Before we get to the essential part, let us first recall that our systematic review in Addictive Behaviors (2018) showed, among other things, that around half of people who stop antidepressants experience withdrawal. This conclusion was critiqued in a blog by Joseph Hayes and Sameer Jauhar, to which we responded by pointing out the blog’s many serious errors and misrepresentations (see our response here).

Our response to that blog, however, did not deal with one of Hayes and Jauhar’s core criticisms: that our systematic review had failed to include five randomised control trials (RTCs). (These RCTs were: Baldwin 2004a1 & 2004b2; Lader 20043; Montgomery 20034 & 20045.) They alleged that these five trials, while primarily focusing on the effectiveness of antidepressants, also contained data on the ‘incidence’ of withdrawal — that is, on how common withdrawal actually is. Had we included this data in our review, Hayes and Jauhar contended, the number of people suffering antidepressant withdrawal would have been lower than we reported, perhaps by around 10% (we infer this 10% from the tables they produced in their original blog critique). It was therefore either remiss or dishonest of us, they implied, not to include data from these studies.

Today, we would like to deal briefly with this particular blog criticism, not merely to show how groundless it is, but more importantly because, by doing so, we gain crucial insight into how shadowy and ethically suspect antidepressant withdrawal research can get when viewed up close.
====
### Task instructions
Copy out the antidepressant withdrawal passage in full, word for word.

[Stored entries]
====
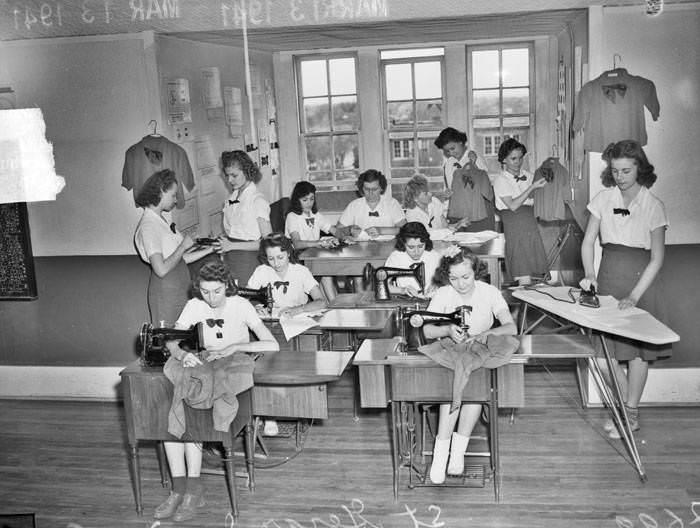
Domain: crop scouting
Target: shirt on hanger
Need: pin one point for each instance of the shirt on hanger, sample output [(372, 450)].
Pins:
[(153, 154)]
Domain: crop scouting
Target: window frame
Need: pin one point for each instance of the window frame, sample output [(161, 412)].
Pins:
[(334, 184)]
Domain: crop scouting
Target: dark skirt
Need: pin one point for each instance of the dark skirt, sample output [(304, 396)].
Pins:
[(524, 249), (167, 295), (620, 269)]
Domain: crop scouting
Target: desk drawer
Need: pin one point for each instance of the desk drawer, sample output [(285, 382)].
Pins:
[(305, 401)]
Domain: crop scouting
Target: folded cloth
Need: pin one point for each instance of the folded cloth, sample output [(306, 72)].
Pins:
[(464, 358), (213, 385)]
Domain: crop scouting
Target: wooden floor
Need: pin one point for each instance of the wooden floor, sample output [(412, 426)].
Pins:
[(67, 462)]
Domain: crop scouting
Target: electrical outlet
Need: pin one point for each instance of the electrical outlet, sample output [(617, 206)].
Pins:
[(182, 133)]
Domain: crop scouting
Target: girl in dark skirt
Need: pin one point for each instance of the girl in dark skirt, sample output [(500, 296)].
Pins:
[(631, 223), (513, 188)]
====
### Final answer
Before we get to the essential part, let us first recall that our systematic review in Addictive Behaviors (2018) showed, among other things, that around half of people who stop antidepressants experience withdrawal. This conclusion was critiqued in a blog by Joseph Hayes and Sameer Jauhar, to which we responded by pointing out the blog’s many serious errors and misrepresentations (see our response here).

Our response to that blog, however, did not deal with one of Hayes and Jauhar’s core criticisms: that our systematic review had failed to include five randomised control trials (RTCs). (These RCTs were: Baldwin 2004a1 & 2004b2; Lader 20043; Montgomery 20034 & 20045.) They alleged that these five trials, while primarily focusing on the effectiveness of antidepressants, also contained data on the ‘incidence’ of withdrawal — that is, on how common withdrawal actually is. Had we included this data in our review, Hayes and Jauhar contended, the number of people suffering antidepressant withdrawal would have been lower than we reported, perhaps by around 10% (we infer this 10% from the tables they produced in their original blog critique). It was therefore either remiss or dishonest of us, they implied, not to include data from these studies.

Today, we would like to deal briefly with this particular blog criticism, not merely to show how groundless it is, but more importantly because, by doing so, we gain crucial insight into how shadowy and ethically suspect antidepressant withdrawal research can get when viewed up close.